- _TASKS AND EXERCISES_:
a) List the names of the input files posted at the start of the forum thread below.
b) In the forum thread below, how many features were found assigned to the 4 obvious contaminant taxa?
c) Copy the forum thread below from "The taxonomy.qzv file" up to and including "samples in blank-library-sequences.qza!".
[DOCUMENT EXTRACT Boundary: Start]
Here are the input files for the commands I posted:
metadata.tsv (14.8 KB)
blank-library-sequences.qza (16.6 KB)
taxonomy.qza (253.1 KB)
table.qza (304.9 KB)

The taxonomy.qzv file looks fine.
taxonomy.qzv (1.6 MB)

Hi @yanxianl! Thanks so much for your input files, that was really helpful!

Did you happen to run feature-table summarize on blank-library-sequences.qza? If you did, you would see that that table has zero samples and zero features! The reason is because your feature-table filter-samples command is filtering out all of your samples! If you revise the --p-where parameter to: "SampleType='Blank-library'", then you will wind up with three samples in blank-library-sequences.qza!

The moral of the story is that the SQL where clauses are case-sensitive — in your metadata.tsv file you have the values listed as Blank-library, not blank-library.

Reading on to your later commands — the feature-table filter-features in the last step will not work, because you cannot use a feature table as metadata. Please check out this forum post for details on how to create a feature metadata file from your feature table that you can use here. There is an open issue to streamline this step so that you don’t have to do this extra work presented in the post, but for now that is the best option.

Hope that helps! :t_rex:

Hi @thermokarst,

You're right! The blank-library-sequences.qza is empty! I've done what you suggested and it's working now.

There's one more problem, though.

As discussed in another thread, filtering all the sequences in the negative controls is not a good idea as there might be cross contamination from biological samples. As such, it's best to carefully check the sequences present in the negative controls before we proceed to filtering.

Initially, I decided to filter the following 4 taxa based on their prevalence in the negative controls, mock and biological samples:

Yet, when checking the blank-library-contaminant-sequences.qzv (333.2 KB)
, I found 68 features assigned to these 4 obvious contaminant taxa. In particular, some features assigned as Halomonadaceae were found in samples but not in the negative controls, indicating that I've filtered real features from the samples.

Therefore, filtering contaminant sequences using feature ID is probably a better way. I tried to fetch a feature table file (csv or tsv) displaying the count of features in different samples, like the taxonomy table (DADA2-level-7.txt (155.2 KB)) that can be downloaded fom the visualization of taxa-bar-plots. However, the 'Frequency per feature detail.csv' file only gives the total count of each feature. How can I get the distribution of features across different samples?

1 Like

Hi @yanxianl!

Have you had a chance to review my earlier post?

The link there details a workaround for creating the feature metadata file necessary for filtering.

I don’t quite follow where or why you are trying to do this, but, at this point the only way you could do that is by filtering your feature table down to one sample, once for each sample in your study (n samples => n 1-sample feature tables). Then, the summarize command will give you the distribution of features in that one sample.

Hi @thermokarst,

I’ve read your earlier post and learnt how to filter the rep-seq.qza based on feature table.

The reason I want to know the count of features in different the samples is that I want to identify the contaminant sequences and filter them from the feature table. Previously, I did that based on the taxonomic composition at species level but I found it inappropriate. Filtering the exact features identified as contaminant sequences is the correct way. I think it can be done by exporting the feature table as biom file and then convert it to text file.

Thank you for your help!

That is one way to do it, but the post I linked to above provides the same results, entirely within QIIME 2. Either way, you should be set!

QIIME 2 2017.12 is now out and includes the option to now use a feature table’s feature IDs to filter with as part of filter-seqs! This makes this filtering process much simpler!

This topic was automatically closed 31 days after the last reply. New replies are no longer allowed.
[DOCUMENT EXTRACT Boundary: End]
[SUPPLIED ENTRIES Boundary: Start]
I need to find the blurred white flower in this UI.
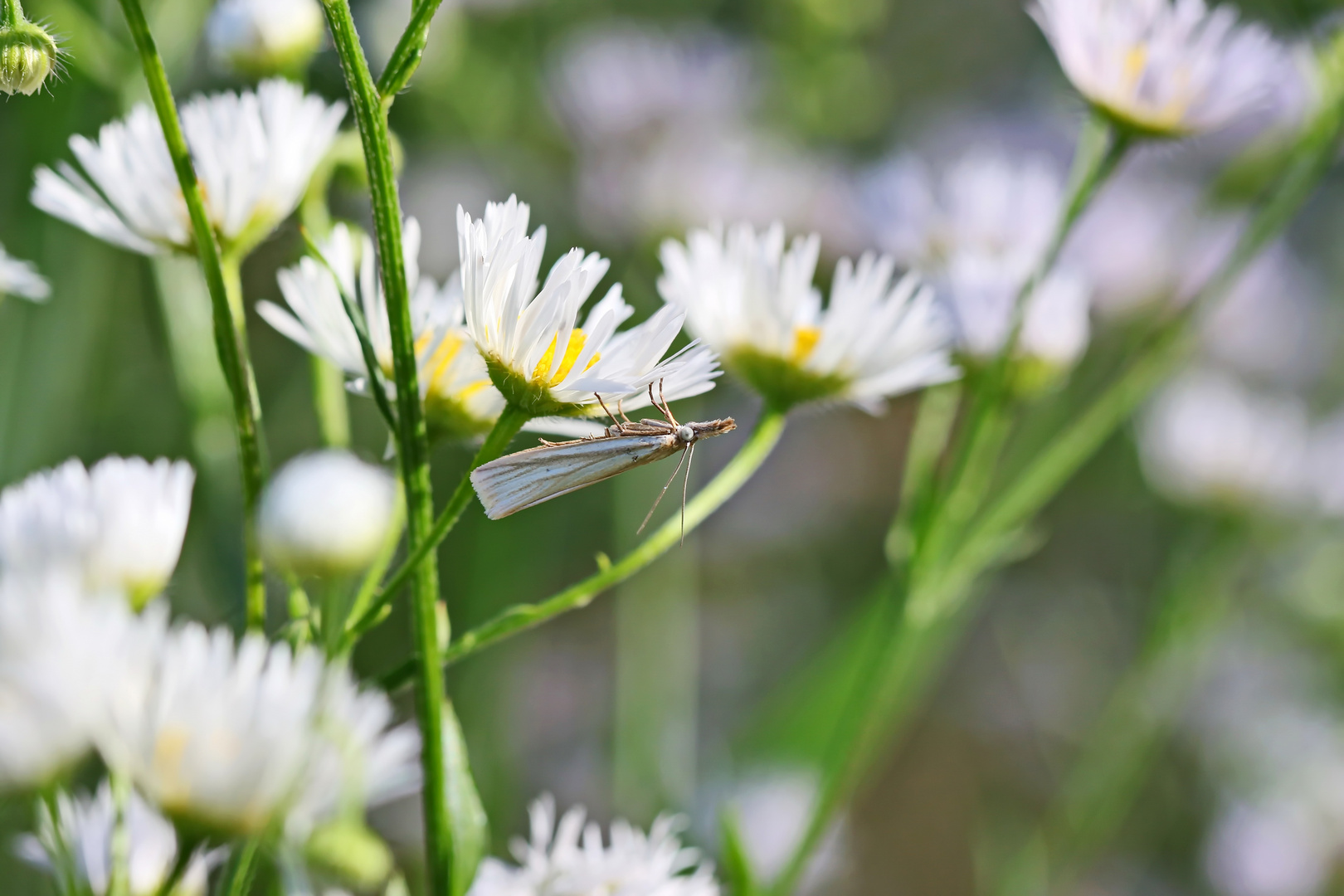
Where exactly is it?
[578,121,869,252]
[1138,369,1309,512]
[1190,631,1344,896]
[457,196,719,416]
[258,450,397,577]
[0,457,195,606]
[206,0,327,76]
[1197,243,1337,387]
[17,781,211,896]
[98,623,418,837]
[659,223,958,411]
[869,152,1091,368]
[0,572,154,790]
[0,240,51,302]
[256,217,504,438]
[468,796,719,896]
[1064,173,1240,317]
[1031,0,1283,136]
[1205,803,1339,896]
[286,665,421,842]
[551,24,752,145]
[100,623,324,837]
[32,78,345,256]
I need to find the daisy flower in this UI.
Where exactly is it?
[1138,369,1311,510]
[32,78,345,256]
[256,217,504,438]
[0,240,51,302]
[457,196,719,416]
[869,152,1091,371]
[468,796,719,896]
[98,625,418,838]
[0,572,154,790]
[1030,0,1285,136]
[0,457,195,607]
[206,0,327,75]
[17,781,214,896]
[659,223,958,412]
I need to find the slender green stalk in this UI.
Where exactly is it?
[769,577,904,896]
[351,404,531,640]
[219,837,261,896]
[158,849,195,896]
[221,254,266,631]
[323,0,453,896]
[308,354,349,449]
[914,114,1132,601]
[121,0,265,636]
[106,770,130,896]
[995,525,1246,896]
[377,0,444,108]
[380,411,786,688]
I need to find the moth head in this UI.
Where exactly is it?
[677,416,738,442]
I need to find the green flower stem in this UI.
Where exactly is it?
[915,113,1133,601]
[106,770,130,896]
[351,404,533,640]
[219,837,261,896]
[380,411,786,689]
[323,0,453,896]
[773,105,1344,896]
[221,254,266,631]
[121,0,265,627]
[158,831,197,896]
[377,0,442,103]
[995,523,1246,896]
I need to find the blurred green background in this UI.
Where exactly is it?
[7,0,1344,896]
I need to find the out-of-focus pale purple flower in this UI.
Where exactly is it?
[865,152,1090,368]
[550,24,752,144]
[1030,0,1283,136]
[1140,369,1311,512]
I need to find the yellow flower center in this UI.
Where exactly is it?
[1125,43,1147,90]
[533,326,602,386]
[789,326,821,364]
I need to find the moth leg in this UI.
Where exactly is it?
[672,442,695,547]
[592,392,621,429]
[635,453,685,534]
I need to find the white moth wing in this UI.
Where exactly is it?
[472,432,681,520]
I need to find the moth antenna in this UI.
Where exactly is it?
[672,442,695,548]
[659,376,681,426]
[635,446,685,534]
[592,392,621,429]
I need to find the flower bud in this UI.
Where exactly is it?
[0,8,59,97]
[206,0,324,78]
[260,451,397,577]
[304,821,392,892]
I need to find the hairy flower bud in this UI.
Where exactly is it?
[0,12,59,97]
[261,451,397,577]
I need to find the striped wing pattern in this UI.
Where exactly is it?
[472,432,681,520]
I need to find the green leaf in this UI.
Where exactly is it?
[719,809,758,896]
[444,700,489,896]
[SUPPLIED ENTRIES Boundary: End]
- _ANSWERS PER TASK_:
a)
metadata.tsv
blank-library-sequences.qza
taxonomy.qza
table.qza

b) 68 features.

c)
The taxonomy.qzv file looks fine.
taxonomy.qzv (1.6 MB)

Hi @yanxianl! Thanks so much for your input files, that was really helpful!

Did you happen to run feature-table summarize on blank-library-sequences.qza? If you did, you would see that that table has zero samples and zero features! The reason is because your feature-table filter-samples command is filtering out all of your samples! If you revise the --p-where parameter to: "SampleType='Blank-library'", then you will wind up with three samples in blank-library-sequences.qza!